* What you will do *
Transcribe the records below. Leave every line exactly as written.

Data: Begin

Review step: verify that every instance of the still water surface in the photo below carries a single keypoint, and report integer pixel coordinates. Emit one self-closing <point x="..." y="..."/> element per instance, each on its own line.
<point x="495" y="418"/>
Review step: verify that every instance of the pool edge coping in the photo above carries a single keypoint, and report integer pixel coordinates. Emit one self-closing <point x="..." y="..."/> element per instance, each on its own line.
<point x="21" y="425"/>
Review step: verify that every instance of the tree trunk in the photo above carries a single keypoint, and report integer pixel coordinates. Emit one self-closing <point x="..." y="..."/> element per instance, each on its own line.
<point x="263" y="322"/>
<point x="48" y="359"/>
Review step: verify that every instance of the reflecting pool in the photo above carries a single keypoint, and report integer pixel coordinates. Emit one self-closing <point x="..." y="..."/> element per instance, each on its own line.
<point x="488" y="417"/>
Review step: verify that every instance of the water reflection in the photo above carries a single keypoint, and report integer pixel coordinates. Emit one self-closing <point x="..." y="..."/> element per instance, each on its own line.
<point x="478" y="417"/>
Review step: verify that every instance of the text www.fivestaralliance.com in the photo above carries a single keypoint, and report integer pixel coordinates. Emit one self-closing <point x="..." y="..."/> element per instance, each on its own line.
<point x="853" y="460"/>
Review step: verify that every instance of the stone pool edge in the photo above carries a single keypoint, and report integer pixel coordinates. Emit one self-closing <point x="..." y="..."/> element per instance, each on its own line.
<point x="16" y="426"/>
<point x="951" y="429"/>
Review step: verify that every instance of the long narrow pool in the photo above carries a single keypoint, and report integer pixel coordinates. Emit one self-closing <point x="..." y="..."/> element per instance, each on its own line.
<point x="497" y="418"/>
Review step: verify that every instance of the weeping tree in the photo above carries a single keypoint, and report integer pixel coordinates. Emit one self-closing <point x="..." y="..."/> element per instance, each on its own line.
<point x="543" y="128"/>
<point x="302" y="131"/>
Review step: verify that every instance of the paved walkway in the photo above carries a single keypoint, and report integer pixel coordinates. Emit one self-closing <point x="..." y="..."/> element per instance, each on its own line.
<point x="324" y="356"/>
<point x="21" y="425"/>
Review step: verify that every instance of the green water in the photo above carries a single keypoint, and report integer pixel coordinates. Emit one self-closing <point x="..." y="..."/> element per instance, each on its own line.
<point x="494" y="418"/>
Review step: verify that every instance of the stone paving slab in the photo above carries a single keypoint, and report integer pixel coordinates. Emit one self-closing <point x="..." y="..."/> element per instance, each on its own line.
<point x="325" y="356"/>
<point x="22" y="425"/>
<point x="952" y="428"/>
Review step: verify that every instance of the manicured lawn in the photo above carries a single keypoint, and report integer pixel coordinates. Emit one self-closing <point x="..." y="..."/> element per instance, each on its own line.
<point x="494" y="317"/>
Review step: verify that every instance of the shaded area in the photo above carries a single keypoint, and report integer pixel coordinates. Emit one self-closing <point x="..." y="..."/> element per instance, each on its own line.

Data: End

* Result for this task *
Review step: verify that every instance of the still water surface in the photo below carries a single keypoint, and report integer pixel coordinates. Emit one self-closing <point x="..." y="..."/> element per instance, each on its own line.
<point x="495" y="418"/>
Review step: verify that every instance of the pool edge coping in the photo above carries a single keypoint, and report integer pixel coordinates. Emit one self-closing <point x="..." y="..."/> element per instance, each on its own line.
<point x="21" y="425"/>
Review step: verify that every instance of the tree trunk in the photo above carries a single keypoint, and report integer pixel coordinates. Emit one self-closing <point x="..." y="..."/> element per instance, each on its own line.
<point x="263" y="322"/>
<point x="48" y="359"/>
Review step: verify that every instance of the reflecting pool in the photo above carries a single keypoint, and report integer pixel coordinates. Emit one self-closing <point x="..." y="..."/> element per instance, each on its own line.
<point x="488" y="417"/>
Review step: verify that every instance of the water reflection in the photo above carries a single keypoint, and report integer pixel coordinates. Emit one self-closing <point x="..." y="..."/> element per instance, each on its own line.
<point x="478" y="417"/>
Review step: verify that every instance of the text www.fivestaralliance.com in the photo above carries a single keypoint, and report integer pixel coordinates. Emit one self-closing <point x="..." y="..."/> element per instance, each on its own line.
<point x="853" y="460"/>
Review step: verify that every instance of the stone pool edge in the photo above carries a single keypoint, and report integer pixel coordinates. Emit one self-closing <point x="..." y="..."/> element per instance, each on its own line.
<point x="16" y="426"/>
<point x="951" y="429"/>
Review step: verify that every instance of the long narrow pool in the photo above carries a single keypoint, and report integer pixel coordinates. Emit one self-closing <point x="..." y="..."/> element per instance, each on its own line.
<point x="497" y="418"/>
Review step: verify that every instance of the weeping tree in the photo above carries a single keypoint, and report integer pixel coordinates. Emit one self-closing <point x="..." y="..."/> element per instance, each on its own line.
<point x="543" y="128"/>
<point x="302" y="131"/>
Review step: verify that every instance of the paved walkway in the photo above carries a single keypoint, and report integer pixel coordinates. Emit one self-closing <point x="..." y="..."/> element per instance, each on its own line.
<point x="324" y="356"/>
<point x="21" y="425"/>
Review step: verify that every instance of the green water in the photo above carries a single keypoint, and report integer pixel coordinates. Emit one self-closing <point x="..." y="..."/> element per instance, each on its own line.
<point x="494" y="418"/>
Review step: verify that every instance of the stone paving slab in the photo above carries a single keypoint, and report integer pixel coordinates. Emit one self-closing <point x="..." y="..."/> element per instance, each on its own line.
<point x="325" y="356"/>
<point x="22" y="425"/>
<point x="952" y="428"/>
Review step: verify that every instance of the manicured lawn in the photo above carries a single keypoint, and report integer pixel coordinates. Emit one self-closing <point x="..." y="..."/> element per instance, each on its own line.
<point x="494" y="317"/>
Review step: verify that every instance of the shaded area in the photo above carries a single keypoint, and report integer pixel coordinates. Emit one self-closing <point x="..." y="..."/> element per instance, each on its own line.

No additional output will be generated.